[Selected excerpt]
----
Overhead view of a Roundabout

By Grace Hancock

Roundabouts are common in Europe and other areas of the world, but they’ve just started catching on in the United States in recent years. If you’re unfamiliar with how to navigate a roundabout or simply need a refresher, here’s information on how to make your way around a roundabout.

How to Spot a Roundabout

Roundabouts are similar but different from traffic circles, also known as rotaries, and traffic calming circles. Whereas traffic circles have a large center island and are entered in a straight line; traffic calming circles have a small center island and are meant to replace four-way stops in residential neighborhoods. Compared to traffic circles and traffic calming circles, roundabouts are medium-sized, can be used at a variety of intersections, and can be entered on a gentle curve.
----
[Data listing]
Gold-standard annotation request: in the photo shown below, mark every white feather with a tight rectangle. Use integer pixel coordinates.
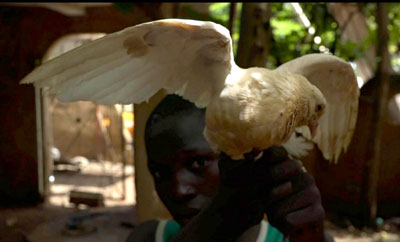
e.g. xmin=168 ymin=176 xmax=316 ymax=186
xmin=277 ymin=54 xmax=360 ymax=163
xmin=21 ymin=19 xmax=234 ymax=106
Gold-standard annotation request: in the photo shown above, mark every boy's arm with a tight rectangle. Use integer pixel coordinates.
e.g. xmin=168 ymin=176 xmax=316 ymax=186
xmin=126 ymin=220 xmax=158 ymax=242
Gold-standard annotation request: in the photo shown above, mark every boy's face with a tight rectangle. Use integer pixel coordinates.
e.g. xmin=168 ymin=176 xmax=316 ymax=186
xmin=146 ymin=109 xmax=219 ymax=225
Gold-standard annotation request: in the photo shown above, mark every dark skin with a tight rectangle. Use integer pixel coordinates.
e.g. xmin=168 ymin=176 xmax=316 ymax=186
xmin=127 ymin=104 xmax=325 ymax=242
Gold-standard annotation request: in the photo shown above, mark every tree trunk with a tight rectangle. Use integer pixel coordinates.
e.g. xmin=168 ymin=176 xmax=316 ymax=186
xmin=236 ymin=3 xmax=272 ymax=68
xmin=365 ymin=3 xmax=391 ymax=225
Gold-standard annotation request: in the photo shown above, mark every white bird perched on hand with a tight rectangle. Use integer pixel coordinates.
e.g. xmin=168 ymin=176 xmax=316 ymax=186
xmin=21 ymin=19 xmax=359 ymax=161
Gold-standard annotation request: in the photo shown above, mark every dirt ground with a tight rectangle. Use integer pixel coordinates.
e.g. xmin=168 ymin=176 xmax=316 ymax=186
xmin=0 ymin=162 xmax=400 ymax=242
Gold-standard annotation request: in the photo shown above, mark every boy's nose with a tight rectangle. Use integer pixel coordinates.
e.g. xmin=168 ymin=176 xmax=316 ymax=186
xmin=173 ymin=171 xmax=196 ymax=200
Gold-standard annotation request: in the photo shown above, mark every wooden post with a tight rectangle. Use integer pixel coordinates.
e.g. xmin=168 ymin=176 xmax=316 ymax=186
xmin=365 ymin=3 xmax=391 ymax=225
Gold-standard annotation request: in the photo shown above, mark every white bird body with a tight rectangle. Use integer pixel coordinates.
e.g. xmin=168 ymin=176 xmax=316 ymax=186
xmin=21 ymin=19 xmax=359 ymax=161
xmin=204 ymin=68 xmax=326 ymax=159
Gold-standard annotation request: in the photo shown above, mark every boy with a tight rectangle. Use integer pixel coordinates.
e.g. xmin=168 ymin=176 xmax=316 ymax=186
xmin=127 ymin=95 xmax=332 ymax=242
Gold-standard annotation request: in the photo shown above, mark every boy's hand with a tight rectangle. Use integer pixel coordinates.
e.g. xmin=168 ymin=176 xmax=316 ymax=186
xmin=254 ymin=147 xmax=325 ymax=242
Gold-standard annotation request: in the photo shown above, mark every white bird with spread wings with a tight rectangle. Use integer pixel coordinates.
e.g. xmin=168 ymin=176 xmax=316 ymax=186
xmin=21 ymin=19 xmax=359 ymax=161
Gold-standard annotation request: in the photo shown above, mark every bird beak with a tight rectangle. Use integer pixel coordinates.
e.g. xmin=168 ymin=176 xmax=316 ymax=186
xmin=308 ymin=119 xmax=318 ymax=138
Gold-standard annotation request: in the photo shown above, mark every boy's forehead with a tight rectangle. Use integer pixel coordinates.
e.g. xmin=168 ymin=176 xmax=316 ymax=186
xmin=146 ymin=110 xmax=208 ymax=159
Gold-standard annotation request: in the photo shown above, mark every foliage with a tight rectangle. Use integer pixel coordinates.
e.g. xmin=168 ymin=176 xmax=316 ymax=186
xmin=269 ymin=3 xmax=368 ymax=68
xmin=362 ymin=2 xmax=400 ymax=72
xmin=114 ymin=2 xmax=400 ymax=71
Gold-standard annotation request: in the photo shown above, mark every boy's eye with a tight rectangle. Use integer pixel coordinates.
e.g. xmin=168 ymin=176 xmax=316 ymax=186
xmin=149 ymin=163 xmax=171 ymax=180
xmin=188 ymin=157 xmax=210 ymax=173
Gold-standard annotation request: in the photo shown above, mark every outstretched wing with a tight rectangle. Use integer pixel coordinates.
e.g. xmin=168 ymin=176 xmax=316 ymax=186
xmin=278 ymin=54 xmax=360 ymax=162
xmin=21 ymin=19 xmax=234 ymax=107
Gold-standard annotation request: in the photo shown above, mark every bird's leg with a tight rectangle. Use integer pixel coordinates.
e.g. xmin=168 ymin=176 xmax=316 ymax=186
xmin=244 ymin=149 xmax=264 ymax=161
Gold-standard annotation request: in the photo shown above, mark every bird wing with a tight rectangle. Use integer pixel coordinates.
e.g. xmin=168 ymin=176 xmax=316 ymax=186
xmin=20 ymin=19 xmax=234 ymax=107
xmin=277 ymin=54 xmax=360 ymax=163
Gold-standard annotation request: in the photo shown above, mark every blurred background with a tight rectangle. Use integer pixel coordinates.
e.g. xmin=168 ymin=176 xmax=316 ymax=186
xmin=0 ymin=2 xmax=400 ymax=242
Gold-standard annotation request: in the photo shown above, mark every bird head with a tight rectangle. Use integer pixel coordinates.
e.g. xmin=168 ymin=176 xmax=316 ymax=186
xmin=307 ymin=84 xmax=327 ymax=138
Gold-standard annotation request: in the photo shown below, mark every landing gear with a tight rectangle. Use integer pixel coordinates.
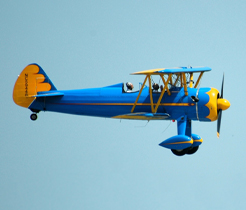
----
[Tasks]
- A) Extract the passage of the roundabout text from "Roundabouts are similar" up to and including "a gentle curve.", copying it word for word.
- B) Shift the answer coordinates in the listing by 61. Rewrite only the listing lines from the line with "every boy's nose" up to and including the line with "xmin=173 ymin=171 xmax=196 ymax=200", keeping the request, and add 61 to each answer coordinate.

[Outputs by task]
- A)
Roundabouts are similar but different from traffic circles, also known as rotaries, and traffic calming circles. Whereas traffic circles have a large center island and are entered in a straight line; traffic calming circles have a small center island and are meant to replace four-way stops in residential neighborhoods. Compared to traffic circles and traffic calming circles, roundabouts are medium-sized, can be used at a variety of intersections, and can be entered on a gentle curve.

- B)
Gold-standard annotation request: in the photo shown above, mark every boy's nose with a tight rectangle. Use integer pixel coordinates.
e.g. xmin=168 ymin=176 xmax=316 ymax=186
xmin=234 ymin=232 xmax=257 ymax=261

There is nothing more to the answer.